| WHAT IS REQUIRED |
Each entry below is to be transcribed exactly.

[Stored records]
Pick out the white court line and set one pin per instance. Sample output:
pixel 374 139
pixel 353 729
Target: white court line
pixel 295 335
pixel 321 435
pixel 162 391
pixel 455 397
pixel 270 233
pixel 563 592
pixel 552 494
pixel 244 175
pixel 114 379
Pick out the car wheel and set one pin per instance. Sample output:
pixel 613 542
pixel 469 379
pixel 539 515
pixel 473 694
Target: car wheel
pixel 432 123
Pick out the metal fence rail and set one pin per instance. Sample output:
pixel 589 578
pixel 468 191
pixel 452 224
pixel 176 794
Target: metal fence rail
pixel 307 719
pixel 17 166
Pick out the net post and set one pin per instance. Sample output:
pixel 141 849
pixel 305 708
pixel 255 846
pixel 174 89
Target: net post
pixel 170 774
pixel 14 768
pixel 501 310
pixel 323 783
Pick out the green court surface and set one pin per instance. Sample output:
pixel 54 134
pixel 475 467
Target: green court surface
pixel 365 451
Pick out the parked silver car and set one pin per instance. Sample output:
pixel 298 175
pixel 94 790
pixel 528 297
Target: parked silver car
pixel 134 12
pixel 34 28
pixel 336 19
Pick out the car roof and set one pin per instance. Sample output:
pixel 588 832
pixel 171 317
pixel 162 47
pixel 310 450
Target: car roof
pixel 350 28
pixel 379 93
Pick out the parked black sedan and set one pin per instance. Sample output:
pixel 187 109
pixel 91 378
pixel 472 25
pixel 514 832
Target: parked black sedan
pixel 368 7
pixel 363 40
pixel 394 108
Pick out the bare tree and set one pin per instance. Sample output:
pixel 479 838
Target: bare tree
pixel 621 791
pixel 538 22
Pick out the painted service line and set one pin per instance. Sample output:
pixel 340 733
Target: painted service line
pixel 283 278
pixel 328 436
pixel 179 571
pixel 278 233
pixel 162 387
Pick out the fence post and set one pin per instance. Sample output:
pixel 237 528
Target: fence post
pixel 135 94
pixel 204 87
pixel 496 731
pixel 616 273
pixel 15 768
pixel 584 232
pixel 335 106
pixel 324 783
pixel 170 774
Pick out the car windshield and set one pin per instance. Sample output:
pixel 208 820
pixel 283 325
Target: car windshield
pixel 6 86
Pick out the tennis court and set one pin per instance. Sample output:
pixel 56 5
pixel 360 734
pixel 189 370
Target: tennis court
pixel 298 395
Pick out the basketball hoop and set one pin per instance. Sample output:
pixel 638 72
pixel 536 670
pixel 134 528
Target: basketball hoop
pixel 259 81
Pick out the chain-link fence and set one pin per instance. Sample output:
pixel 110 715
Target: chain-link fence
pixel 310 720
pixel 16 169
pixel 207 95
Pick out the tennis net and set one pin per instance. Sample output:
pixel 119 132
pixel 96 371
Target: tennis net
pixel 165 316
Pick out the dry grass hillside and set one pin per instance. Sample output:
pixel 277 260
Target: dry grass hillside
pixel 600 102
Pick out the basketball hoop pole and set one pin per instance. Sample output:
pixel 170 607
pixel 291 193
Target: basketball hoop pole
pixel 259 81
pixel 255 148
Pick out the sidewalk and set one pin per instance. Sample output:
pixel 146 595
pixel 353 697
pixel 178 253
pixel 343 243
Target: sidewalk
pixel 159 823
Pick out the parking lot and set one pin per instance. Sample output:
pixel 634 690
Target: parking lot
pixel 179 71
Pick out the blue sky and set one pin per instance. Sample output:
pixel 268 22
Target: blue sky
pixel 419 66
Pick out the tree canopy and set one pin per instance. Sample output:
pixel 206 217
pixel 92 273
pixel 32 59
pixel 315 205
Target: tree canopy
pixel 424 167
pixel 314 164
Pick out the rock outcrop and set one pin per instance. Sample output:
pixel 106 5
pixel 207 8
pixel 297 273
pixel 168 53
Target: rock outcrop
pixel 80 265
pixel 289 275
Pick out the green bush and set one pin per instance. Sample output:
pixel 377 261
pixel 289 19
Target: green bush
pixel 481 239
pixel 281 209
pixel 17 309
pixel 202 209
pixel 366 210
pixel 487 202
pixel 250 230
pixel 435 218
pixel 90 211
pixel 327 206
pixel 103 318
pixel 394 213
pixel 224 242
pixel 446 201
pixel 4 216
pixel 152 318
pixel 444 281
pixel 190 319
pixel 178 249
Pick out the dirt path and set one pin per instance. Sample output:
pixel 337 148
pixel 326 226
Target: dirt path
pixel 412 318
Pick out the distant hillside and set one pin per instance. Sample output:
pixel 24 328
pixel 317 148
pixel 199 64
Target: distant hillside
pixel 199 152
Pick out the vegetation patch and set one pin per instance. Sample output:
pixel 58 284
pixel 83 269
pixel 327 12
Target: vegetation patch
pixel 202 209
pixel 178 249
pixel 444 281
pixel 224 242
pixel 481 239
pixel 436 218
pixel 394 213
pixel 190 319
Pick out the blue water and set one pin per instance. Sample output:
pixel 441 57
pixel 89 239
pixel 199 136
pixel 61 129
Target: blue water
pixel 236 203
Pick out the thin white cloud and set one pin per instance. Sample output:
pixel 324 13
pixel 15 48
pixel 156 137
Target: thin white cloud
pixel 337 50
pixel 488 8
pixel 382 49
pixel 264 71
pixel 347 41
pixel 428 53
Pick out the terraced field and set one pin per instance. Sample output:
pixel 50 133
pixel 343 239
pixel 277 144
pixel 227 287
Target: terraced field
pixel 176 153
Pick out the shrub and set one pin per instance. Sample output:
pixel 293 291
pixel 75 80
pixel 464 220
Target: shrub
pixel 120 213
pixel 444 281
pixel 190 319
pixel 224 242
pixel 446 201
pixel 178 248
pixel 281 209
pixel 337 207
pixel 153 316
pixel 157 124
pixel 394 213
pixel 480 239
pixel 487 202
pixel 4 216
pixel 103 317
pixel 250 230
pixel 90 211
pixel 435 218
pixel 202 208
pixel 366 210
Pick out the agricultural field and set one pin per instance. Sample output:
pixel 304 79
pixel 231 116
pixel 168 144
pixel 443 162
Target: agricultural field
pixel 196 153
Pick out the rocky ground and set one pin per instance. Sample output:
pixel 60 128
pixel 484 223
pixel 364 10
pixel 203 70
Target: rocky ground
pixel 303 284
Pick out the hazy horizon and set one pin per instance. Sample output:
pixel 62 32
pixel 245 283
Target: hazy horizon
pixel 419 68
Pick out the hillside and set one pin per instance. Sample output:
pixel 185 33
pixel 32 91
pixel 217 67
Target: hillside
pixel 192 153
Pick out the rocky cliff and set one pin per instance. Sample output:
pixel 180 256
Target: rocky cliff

| EXERCISE RESPONSE |
Pick out the white court line and set one pin per instance. Sample output:
pixel 374 139
pixel 353 729
Target: white court line
pixel 295 335
pixel 321 435
pixel 162 391
pixel 455 397
pixel 270 233
pixel 563 592
pixel 552 494
pixel 244 175
pixel 114 379
Pick out the car wheel and set one pin per instance. Sample output:
pixel 613 542
pixel 469 379
pixel 539 515
pixel 473 694
Target: car wheel
pixel 432 123
Pick out the metal fence rail and set one pin per instance. Sample output:
pixel 589 578
pixel 468 191
pixel 452 224
pixel 176 794
Target: metal fence rail
pixel 307 719
pixel 17 166
Pick out the net post and set one pin per instance. Sample output:
pixel 141 849
pixel 305 708
pixel 255 846
pixel 174 89
Target: net post
pixel 170 774
pixel 14 768
pixel 501 310
pixel 323 783
Pick out the green court surface and set one pin per instance. Sample output:
pixel 54 134
pixel 475 467
Target: green court surface
pixel 365 451
Pick out the parked silver car and set one pin per instance. Sample output:
pixel 298 175
pixel 94 790
pixel 528 297
Target: parked silver car
pixel 134 12
pixel 34 28
pixel 336 19
Pick out the car roof and set one pin per instance. Sample output:
pixel 588 832
pixel 171 317
pixel 162 47
pixel 310 450
Target: car roof
pixel 350 28
pixel 379 93
Pick out the parked black sedan and set one pin per instance. Sample output:
pixel 187 109
pixel 91 378
pixel 472 25
pixel 514 832
Target: parked black sedan
pixel 368 7
pixel 363 40
pixel 394 108
Pick out the bare tree and set one pin per instance. Sample output:
pixel 479 838
Target: bare tree
pixel 621 791
pixel 538 22
Pick out the painted service line and set one pin per instance. Sample output:
pixel 340 733
Target: painted service line
pixel 283 278
pixel 328 436
pixel 179 571
pixel 278 233
pixel 162 387
Pick out the fence post and set one pin per instance. Sample output:
pixel 237 528
Target: fence post
pixel 135 94
pixel 204 87
pixel 496 731
pixel 616 273
pixel 15 768
pixel 584 232
pixel 335 106
pixel 324 783
pixel 170 774
Pick out the car windshield and set one pin per instance. Sample output:
pixel 208 820
pixel 283 325
Target: car windshield
pixel 6 86
Pick out the tennis court and set one pin per instance. Sample output:
pixel 56 5
pixel 360 734
pixel 189 370
Target: tennis court
pixel 298 395
Pick out the basketball hoop and set one pin per instance. Sample output:
pixel 638 72
pixel 536 670
pixel 134 528
Target: basketball hoop
pixel 259 81
Pick out the chain-link fence and set one pin per instance. Sample output:
pixel 110 715
Target: chain-link fence
pixel 310 720
pixel 16 169
pixel 207 95
Pick out the tennis net and set one pin per instance. Sample output:
pixel 119 132
pixel 96 371
Target: tennis net
pixel 165 316
Pick out the dry grass hillside and set one pin per instance. Sample output:
pixel 277 260
Target: dry grass hillside
pixel 600 102
Pick out the basketball hoop pole and set one pin per instance. Sample output:
pixel 170 607
pixel 291 193
Target: basketball hoop pole
pixel 259 81
pixel 255 148
Pick out the sidewalk and set one pin per instance. Sample output:
pixel 146 595
pixel 353 697
pixel 178 253
pixel 343 243
Target: sidewalk
pixel 159 823
Pick out the parking lot and set one pin per instance. Sample output:
pixel 634 690
Target: parking lot
pixel 179 71
Pick out the blue sky and set one pin per instance. Sample output:
pixel 268 22
Target: blue sky
pixel 419 66
Pick out the tree canopy and set one pin per instance. Sample output:
pixel 206 217
pixel 92 273
pixel 32 59
pixel 315 205
Target: tree canopy
pixel 424 167
pixel 314 164
Pick out the rock outcrop and set one pin per instance. Sample output:
pixel 106 5
pixel 207 8
pixel 297 273
pixel 168 53
Target: rock outcrop
pixel 80 265
pixel 289 275
Pick out the green bush and set one pin per instance. Sample output:
pixel 377 261
pixel 289 19
Target: green bush
pixel 481 239
pixel 281 209
pixel 17 309
pixel 202 209
pixel 366 210
pixel 487 202
pixel 250 230
pixel 435 218
pixel 90 211
pixel 327 206
pixel 103 318
pixel 394 213
pixel 224 242
pixel 446 201
pixel 4 216
pixel 152 318
pixel 444 281
pixel 190 319
pixel 178 249
Pick out the dirt path and set one pin per instance. Sample output:
pixel 337 148
pixel 326 226
Target: dirt path
pixel 412 318
Pick out the distant hillside and set one pin per instance. Sample output:
pixel 24 328
pixel 317 148
pixel 199 64
Target: distant hillside
pixel 199 152
Pick out the vegetation patch and set one pin per instance. Sample output:
pixel 58 284
pixel 83 269
pixel 327 12
Target: vegetation patch
pixel 202 209
pixel 178 249
pixel 444 281
pixel 224 242
pixel 481 239
pixel 436 218
pixel 394 213
pixel 190 319
Pick out the blue water and set one pin per instance. Sample output:
pixel 441 57
pixel 89 239
pixel 199 136
pixel 61 129
Target: blue water
pixel 236 203
Pick out the thin white cloud and set one pin per instance. Sample output:
pixel 324 13
pixel 15 48
pixel 156 137
Target: thin white cloud
pixel 337 50
pixel 488 8
pixel 382 49
pixel 264 71
pixel 347 41
pixel 428 53
Pick out the terraced field and set one pin per instance. Sample output:
pixel 50 133
pixel 343 239
pixel 277 144
pixel 227 287
Target: terraced field
pixel 176 153
Pick out the shrub and set one pin per instance. Sample output:
pixel 293 291
pixel 75 80
pixel 464 220
Target: shrub
pixel 120 213
pixel 444 281
pixel 190 319
pixel 224 242
pixel 446 201
pixel 178 248
pixel 281 209
pixel 337 207
pixel 153 316
pixel 157 124
pixel 394 213
pixel 480 239
pixel 487 202
pixel 4 216
pixel 103 317
pixel 250 230
pixel 90 211
pixel 435 218
pixel 202 208
pixel 366 210
Pick out the agricultural field and set one pin per instance. Sample output:
pixel 304 79
pixel 231 116
pixel 168 144
pixel 443 162
Target: agricultural field
pixel 196 153
Pick out the rocky ground and set one pin per instance. Sample output:
pixel 60 128
pixel 484 223
pixel 364 10
pixel 203 70
Target: rocky ground
pixel 303 284
Pick out the hazy horizon and set one pin per instance. Sample output:
pixel 62 32
pixel 245 283
Target: hazy horizon
pixel 419 68
Pick out the hillside and set one pin per instance. Sample output:
pixel 185 33
pixel 32 91
pixel 217 67
Target: hillside
pixel 192 153
Pick out the rocky cliff and set one pin per instance. Sample output:
pixel 180 256
Target: rocky cliff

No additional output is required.